## Supplied text
Currently, there’s no definitive answer.
Phil Caruso, a spokesman from Walgreens corporate headquarters in Illinois, provided a brief statement: “We are reviewing the Council’s proposal and will continue to work to find a solution that is best for our customers and the community.”
Trey Morgan from The Morgan Group, the development firm that filed the site plan on behalf of Walgreens, did not respond to a request for comment.
But the property owner’s lawsuits do acknowledge the cross-access is “of critical importance” to their planned tenant.
One of their lawsuits notes the ban – has “resulted in irreparable harm, particularly regarding petitioner’s contract with Walgreens. Each day the applications remain pending results in a loss of income petitioner would have acquired through its lease contract.”
Property owner’s lawsuits
The land owner’s claims are currently pending in Circuit Court, and Commodore attorney Michael Winkleman said he’s confident his client will prevail: “We are very confident in our position in all the claims,” he said. “When an objective, fair judge looks at the facts, they are going to do the right thing.”
The first is an amended Writ of Mandamus. An original Mandamus action, filed last year, asked a judge to force the Council to hold a hearing on the Walgreens site plan; now that a hearing has occurred, the amended motion asks a judge to order the Council to approve the site plan with the cross-access through Harbor Plaza, arguing the plan complies with all zoning rules.

## Provided material
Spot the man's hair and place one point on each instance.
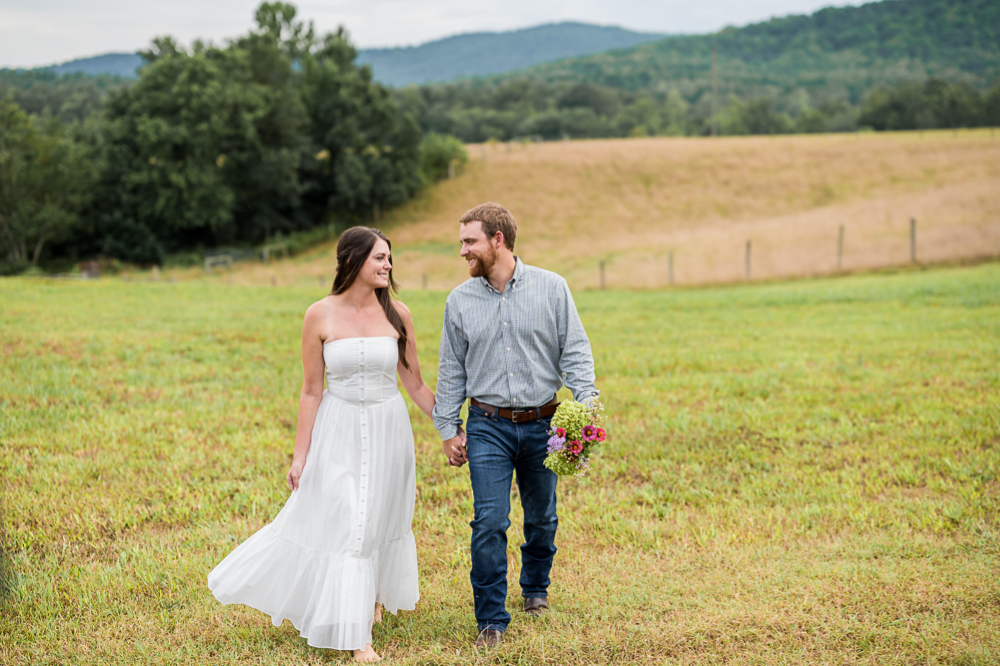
(494, 218)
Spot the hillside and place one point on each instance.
(840, 50)
(469, 54)
(485, 53)
(630, 203)
(124, 65)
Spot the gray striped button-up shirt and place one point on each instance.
(514, 349)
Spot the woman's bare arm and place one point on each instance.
(414, 384)
(312, 390)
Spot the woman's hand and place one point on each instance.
(295, 473)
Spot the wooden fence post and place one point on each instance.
(840, 249)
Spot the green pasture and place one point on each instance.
(795, 472)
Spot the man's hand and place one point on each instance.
(455, 450)
(294, 474)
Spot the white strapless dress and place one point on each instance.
(343, 540)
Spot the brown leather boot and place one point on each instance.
(489, 638)
(535, 605)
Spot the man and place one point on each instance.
(511, 338)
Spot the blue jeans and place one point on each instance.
(497, 448)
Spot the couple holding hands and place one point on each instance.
(341, 549)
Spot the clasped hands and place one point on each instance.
(455, 449)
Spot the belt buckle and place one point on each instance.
(516, 413)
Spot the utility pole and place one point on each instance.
(715, 90)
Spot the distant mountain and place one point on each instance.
(485, 53)
(114, 64)
(847, 49)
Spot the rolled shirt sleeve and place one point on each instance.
(450, 394)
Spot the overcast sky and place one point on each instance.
(42, 32)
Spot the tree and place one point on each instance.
(364, 153)
(45, 180)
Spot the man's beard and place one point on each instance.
(484, 265)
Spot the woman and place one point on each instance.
(341, 549)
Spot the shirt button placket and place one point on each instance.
(363, 485)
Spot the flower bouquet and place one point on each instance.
(575, 435)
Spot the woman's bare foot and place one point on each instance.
(368, 655)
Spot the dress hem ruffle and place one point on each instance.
(329, 598)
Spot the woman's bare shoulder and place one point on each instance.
(403, 311)
(320, 310)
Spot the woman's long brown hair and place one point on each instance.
(353, 249)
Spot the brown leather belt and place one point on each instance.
(518, 415)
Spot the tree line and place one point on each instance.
(274, 133)
(280, 132)
(503, 110)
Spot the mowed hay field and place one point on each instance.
(630, 202)
(796, 473)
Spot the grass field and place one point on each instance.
(800, 472)
(631, 202)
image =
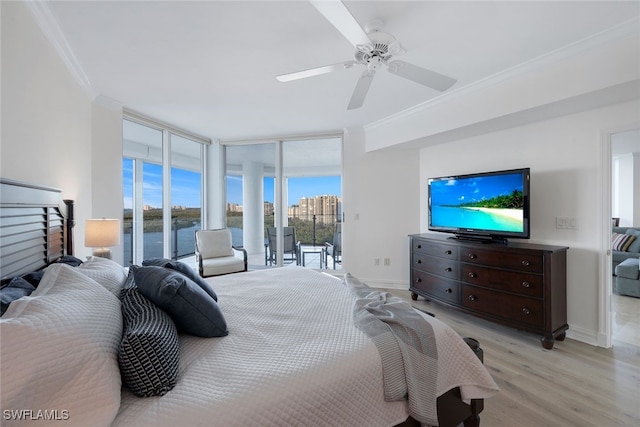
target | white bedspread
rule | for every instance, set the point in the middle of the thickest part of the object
(292, 357)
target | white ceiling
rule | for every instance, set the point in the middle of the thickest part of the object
(209, 66)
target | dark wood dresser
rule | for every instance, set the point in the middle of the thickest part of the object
(520, 285)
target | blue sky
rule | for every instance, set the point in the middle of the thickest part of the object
(454, 192)
(298, 188)
(186, 187)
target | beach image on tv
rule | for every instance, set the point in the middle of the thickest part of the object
(482, 203)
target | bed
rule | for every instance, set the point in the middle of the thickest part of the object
(292, 353)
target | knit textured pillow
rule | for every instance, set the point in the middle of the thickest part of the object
(149, 351)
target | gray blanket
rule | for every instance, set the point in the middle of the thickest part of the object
(407, 346)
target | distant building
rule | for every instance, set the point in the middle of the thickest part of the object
(326, 208)
(234, 207)
(268, 208)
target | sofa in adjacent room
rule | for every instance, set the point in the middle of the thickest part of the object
(624, 247)
(627, 280)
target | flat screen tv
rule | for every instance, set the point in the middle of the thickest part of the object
(488, 206)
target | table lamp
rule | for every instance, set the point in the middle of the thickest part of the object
(100, 234)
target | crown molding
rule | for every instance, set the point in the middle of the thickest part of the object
(48, 23)
(624, 29)
(109, 103)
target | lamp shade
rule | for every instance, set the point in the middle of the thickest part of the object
(102, 233)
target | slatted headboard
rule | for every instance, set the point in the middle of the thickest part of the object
(36, 227)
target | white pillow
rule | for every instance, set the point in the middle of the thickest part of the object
(59, 351)
(214, 243)
(108, 273)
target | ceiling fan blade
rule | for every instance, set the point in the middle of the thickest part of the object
(421, 75)
(315, 71)
(360, 92)
(337, 14)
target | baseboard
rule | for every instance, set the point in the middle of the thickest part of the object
(388, 284)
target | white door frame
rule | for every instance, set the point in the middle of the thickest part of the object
(604, 337)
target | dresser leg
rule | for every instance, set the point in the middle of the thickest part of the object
(472, 421)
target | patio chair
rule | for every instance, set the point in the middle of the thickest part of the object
(215, 254)
(334, 249)
(291, 250)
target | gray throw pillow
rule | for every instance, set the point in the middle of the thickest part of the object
(15, 289)
(184, 269)
(149, 351)
(193, 310)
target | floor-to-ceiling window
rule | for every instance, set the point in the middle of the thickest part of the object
(162, 177)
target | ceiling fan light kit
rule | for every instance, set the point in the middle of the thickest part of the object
(373, 47)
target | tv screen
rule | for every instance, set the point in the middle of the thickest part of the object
(485, 206)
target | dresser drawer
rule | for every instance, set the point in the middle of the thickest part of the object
(529, 284)
(528, 311)
(441, 266)
(436, 287)
(530, 262)
(441, 250)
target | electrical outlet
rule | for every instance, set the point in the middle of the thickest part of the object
(566, 222)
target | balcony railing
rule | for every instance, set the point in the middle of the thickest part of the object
(182, 238)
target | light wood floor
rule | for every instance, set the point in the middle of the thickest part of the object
(574, 384)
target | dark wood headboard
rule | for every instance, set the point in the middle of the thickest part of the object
(36, 227)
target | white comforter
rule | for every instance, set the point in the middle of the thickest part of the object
(292, 357)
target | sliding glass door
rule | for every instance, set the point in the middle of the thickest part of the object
(162, 178)
(296, 183)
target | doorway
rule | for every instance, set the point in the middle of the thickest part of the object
(293, 183)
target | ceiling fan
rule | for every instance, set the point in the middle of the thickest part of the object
(374, 48)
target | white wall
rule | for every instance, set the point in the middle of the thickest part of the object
(381, 208)
(49, 124)
(564, 157)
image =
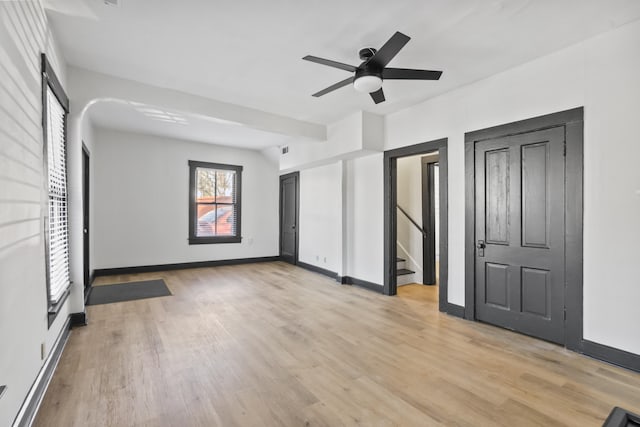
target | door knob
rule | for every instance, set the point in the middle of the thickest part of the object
(481, 245)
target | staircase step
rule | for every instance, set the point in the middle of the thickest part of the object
(403, 271)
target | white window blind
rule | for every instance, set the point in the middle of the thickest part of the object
(57, 233)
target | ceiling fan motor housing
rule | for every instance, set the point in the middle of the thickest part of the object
(366, 53)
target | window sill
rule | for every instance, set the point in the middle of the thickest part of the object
(213, 240)
(54, 309)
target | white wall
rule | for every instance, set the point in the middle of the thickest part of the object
(320, 228)
(24, 34)
(600, 74)
(141, 198)
(364, 218)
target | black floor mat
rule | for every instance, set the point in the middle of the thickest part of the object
(106, 294)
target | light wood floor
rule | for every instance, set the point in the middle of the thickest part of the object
(273, 345)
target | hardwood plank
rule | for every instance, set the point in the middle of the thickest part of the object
(272, 344)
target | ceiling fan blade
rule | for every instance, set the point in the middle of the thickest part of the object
(409, 74)
(390, 49)
(330, 63)
(377, 96)
(331, 88)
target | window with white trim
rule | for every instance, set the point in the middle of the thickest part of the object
(55, 109)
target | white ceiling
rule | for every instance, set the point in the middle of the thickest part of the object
(249, 52)
(152, 120)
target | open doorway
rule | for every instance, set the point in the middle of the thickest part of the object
(417, 222)
(431, 157)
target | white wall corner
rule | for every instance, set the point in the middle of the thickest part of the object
(373, 131)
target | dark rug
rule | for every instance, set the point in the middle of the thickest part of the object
(106, 294)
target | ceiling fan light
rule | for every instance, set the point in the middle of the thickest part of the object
(367, 84)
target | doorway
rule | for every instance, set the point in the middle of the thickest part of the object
(86, 241)
(289, 207)
(416, 227)
(392, 212)
(524, 226)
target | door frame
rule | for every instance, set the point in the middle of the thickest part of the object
(391, 218)
(572, 120)
(427, 171)
(86, 219)
(295, 175)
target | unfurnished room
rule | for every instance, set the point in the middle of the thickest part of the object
(319, 213)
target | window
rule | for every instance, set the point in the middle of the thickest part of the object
(214, 203)
(55, 106)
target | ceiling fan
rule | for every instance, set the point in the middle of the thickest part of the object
(369, 75)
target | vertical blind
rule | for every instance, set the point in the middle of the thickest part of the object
(57, 232)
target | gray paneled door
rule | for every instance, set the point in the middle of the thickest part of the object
(520, 217)
(289, 218)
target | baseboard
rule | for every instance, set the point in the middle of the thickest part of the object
(317, 269)
(32, 402)
(453, 310)
(180, 266)
(348, 280)
(611, 355)
(78, 319)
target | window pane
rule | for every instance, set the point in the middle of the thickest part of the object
(205, 185)
(226, 223)
(215, 220)
(215, 214)
(225, 185)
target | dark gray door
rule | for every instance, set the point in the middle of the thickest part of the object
(520, 233)
(428, 221)
(289, 218)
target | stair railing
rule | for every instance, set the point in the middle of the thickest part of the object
(424, 233)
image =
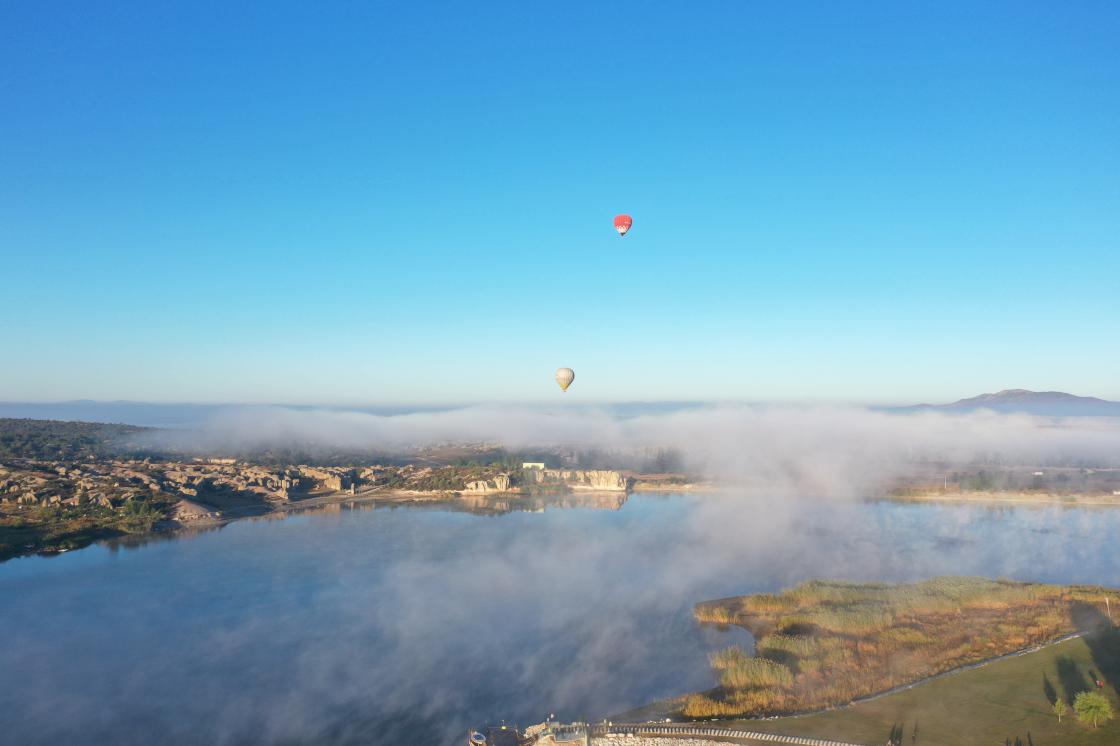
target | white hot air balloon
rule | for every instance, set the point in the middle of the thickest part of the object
(565, 376)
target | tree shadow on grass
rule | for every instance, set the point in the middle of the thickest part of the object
(1073, 681)
(1103, 641)
(1048, 690)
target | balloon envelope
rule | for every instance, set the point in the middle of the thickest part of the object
(623, 223)
(565, 376)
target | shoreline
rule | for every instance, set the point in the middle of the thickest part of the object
(1075, 500)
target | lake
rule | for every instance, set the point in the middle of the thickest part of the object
(379, 624)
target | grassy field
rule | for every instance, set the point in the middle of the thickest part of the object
(1005, 700)
(827, 643)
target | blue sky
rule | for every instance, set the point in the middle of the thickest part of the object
(412, 202)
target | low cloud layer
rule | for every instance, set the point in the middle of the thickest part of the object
(827, 450)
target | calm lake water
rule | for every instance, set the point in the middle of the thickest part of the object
(409, 624)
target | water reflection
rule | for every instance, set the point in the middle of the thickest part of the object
(370, 623)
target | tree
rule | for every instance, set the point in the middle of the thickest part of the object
(1092, 707)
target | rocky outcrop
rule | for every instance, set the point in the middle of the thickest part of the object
(598, 479)
(501, 483)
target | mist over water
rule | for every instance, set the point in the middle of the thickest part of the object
(416, 623)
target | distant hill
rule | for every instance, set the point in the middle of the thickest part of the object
(1043, 403)
(56, 440)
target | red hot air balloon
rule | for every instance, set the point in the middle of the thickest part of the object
(623, 223)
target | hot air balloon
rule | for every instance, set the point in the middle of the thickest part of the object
(565, 376)
(623, 223)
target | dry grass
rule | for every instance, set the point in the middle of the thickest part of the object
(827, 643)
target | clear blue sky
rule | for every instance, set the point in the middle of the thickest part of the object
(412, 202)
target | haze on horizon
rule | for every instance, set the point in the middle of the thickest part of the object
(383, 204)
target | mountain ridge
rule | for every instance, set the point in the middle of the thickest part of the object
(1045, 403)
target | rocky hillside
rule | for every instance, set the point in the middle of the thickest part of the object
(1042, 403)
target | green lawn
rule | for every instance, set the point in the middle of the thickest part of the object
(1002, 700)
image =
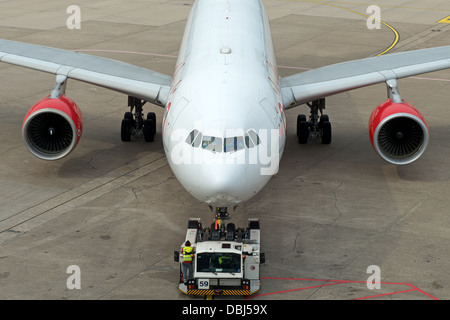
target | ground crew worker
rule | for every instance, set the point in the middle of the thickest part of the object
(186, 265)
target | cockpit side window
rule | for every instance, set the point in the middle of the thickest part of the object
(251, 139)
(233, 144)
(194, 138)
(213, 144)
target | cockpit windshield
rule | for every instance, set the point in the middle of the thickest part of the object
(219, 144)
(218, 262)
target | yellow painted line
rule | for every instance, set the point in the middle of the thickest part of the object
(396, 34)
(445, 20)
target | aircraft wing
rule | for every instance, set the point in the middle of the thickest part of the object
(319, 83)
(115, 75)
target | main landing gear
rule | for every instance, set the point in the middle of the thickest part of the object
(316, 127)
(135, 124)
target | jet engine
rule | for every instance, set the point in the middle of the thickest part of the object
(52, 127)
(398, 132)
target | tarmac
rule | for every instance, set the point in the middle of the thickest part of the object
(334, 218)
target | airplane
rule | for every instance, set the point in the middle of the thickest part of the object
(224, 122)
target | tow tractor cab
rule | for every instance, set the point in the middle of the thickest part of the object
(226, 259)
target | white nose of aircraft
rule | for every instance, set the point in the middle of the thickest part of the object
(221, 185)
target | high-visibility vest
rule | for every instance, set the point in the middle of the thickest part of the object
(224, 260)
(187, 258)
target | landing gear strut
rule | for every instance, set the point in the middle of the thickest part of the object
(317, 126)
(133, 123)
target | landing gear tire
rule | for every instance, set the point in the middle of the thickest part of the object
(149, 130)
(325, 129)
(302, 129)
(125, 132)
(150, 127)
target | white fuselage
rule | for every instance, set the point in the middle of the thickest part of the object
(224, 126)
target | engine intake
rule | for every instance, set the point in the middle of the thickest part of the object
(398, 132)
(52, 128)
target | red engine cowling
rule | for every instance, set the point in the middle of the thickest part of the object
(52, 128)
(398, 132)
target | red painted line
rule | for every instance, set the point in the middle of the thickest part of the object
(423, 292)
(385, 294)
(331, 282)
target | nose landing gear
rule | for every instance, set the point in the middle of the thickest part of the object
(135, 124)
(317, 126)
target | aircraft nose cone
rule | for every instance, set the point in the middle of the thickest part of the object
(222, 184)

## What you have to do
Write the next part of the news text about the Walgreens site plan and the property owner's lawsuits, which appears above the listing, beginning right after its final sentence.

## Output for this task
“This is a property that’s zoned for this use, and we’ve met all the requirements,” Winkleman said, “so we’re asking the court to force them to approve the site plan.”
He said his client clearly has the legal right to make the claim: “If a neighbor like Mr. Lauredo can file a petition, I’m pretty sure the owner of a property has standing,” he said.
The claim alleges the Village “delayed and distorted” the site plan approval process out of a publicly-stated desire to condemn the entry block so the Village can acquire it for park space. Approving the plan without the cross-access continues on that path, according to the suit: “This was done in a bad faith attempt to make the property undesirable for a Walgreens,” it states.
And in doing so, the Mandamus claim alleges, the Council devalued not only the Walgreens lot, but Harbor Plaza – an innocent bystander whose due process rights were violated, as the owners weren’t afforded an opportunity to fight for their property rights.
Attorneys argue the Mandamus action is appropriate because state law makes it clear governing bodies cannot act on “whim or caprice” when ruling on site plans, and that is what the Council did by going against its own zoning regulations to set conditions on the Walgreens plan.
Meanwhile, attorneys make similar arguments in a Petition for Writ of Certiorari asking the court to quash portions of the development order that limit or close cross-access. They state the Village did not observe essential requirements of the law in setting the conditions, and that the decision is not supported by substantial competent evidence.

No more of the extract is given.